*Exercice proposé A*:
Quelles phases du cycle de vie d'un smartphone le texte ci-dessous sur l'impact écologique du numérique énumère-t-il ? Donnez-les toutes.

Deux facteurs principaux peuvent expliquer cette croissance importante :
La multiplication des équipements : dans les pays occidentaux, on comptait par exemple un équipement (ordinateur personnel) pour plusieurs personnes dans les années 1980, un par personne dans les années 1990 et 2000 et plusieurs par personne à partir des années 2010 (ordinateurs, smartphone, tablettes, objets connectés, etc.). Les autres pays suivent actuellement la même trajectoire.
L’explosion du volume de données échangées : la croissance du nombre d’utilisateurs d’internet, du nombre d’équipements par utilisateur et des débits (grâce notamment à la fibre optique et aux technologies mobiles 4G et 5G) entraîne une croissance exponentielle du volume de données échangées. L’équipementier Cisco prévoit une croissance de 25 % par an en moyenne sur la période 2016-2021 (source : The Shift project). D’après l’ARCEP, le seul volume de trafic de données mobiles a été multiplié par plus de 20 en France entre 2012 et 2017. Cette croissance est essentiellement imputable au trafic vidéo qui représente déjà une part écrasante du volume des données échangées (près de 80 %).
Épuisement des ressources, pollution de l’air, de l’eau et des sols
Au-delà de la consommation d’énergie et des émissions de gaz à effet de serre, le processus de fabrication et l’usage des outils du numérique mobilisent d’importantes quantités de métaux, d’eau et de produits chimiques. Ils rejettent également de grandes quantités de polluants dans l’air, l’eau et les sols.
Pour mieux comprendre d’où proviennent ces impacts écologiques, nous pouvons utiliser une méthode issue de l’écoconception : l’Analyse en cycle de vie (ACV). Celle-ci consiste à mesurer l’ensemble des effets quantifiables d’un produit ou d’un service sur notre environnement naturel durant les différentes phases de son cycle de vie (du début de sa fabrication à sa fin de vie) (source : ADEME). Par exemple, le cycle de vie d’un smartphone comporte les phases suivantes :
Extraction des matières premières et raffinage
Fabrication et assemblage des composants
Distribution du produit fini
Utilisation
Fin de vie
Durant chacune de ces phases, on peut observer des effets quantifiables sur notre environnement naturel.

*Matériel fourni*:

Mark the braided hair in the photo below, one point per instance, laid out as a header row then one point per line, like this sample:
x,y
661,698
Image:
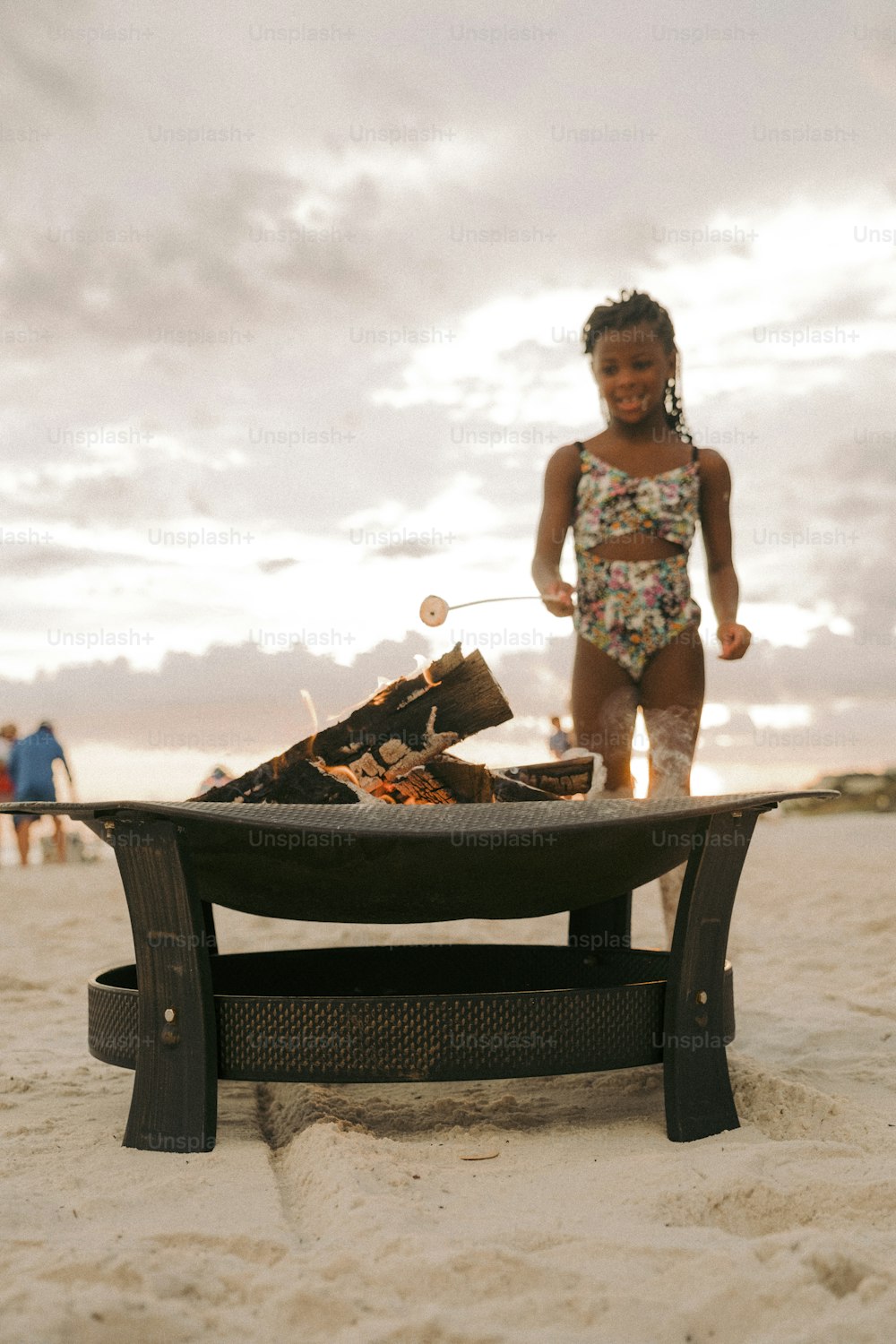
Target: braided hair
x,y
630,309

*Exercice proposé B*:
Quelles lignes des enregistrements ci-dessus contiennent la chaîne "hair" ? Recopiez-les toutes, en tenant compte de la casse.

*Bonne réponse A*:
- Extraction des matières premières et raffinage
- Fabrication et assemblage des composants
- Distribution du produit fini
- Utilisation
- Fin de vie

*Bonne réponse B*:
Mark the braided hair in the photo below, one point per instance, laid out as a header row then one point per line, like this sample:
Target: braided hair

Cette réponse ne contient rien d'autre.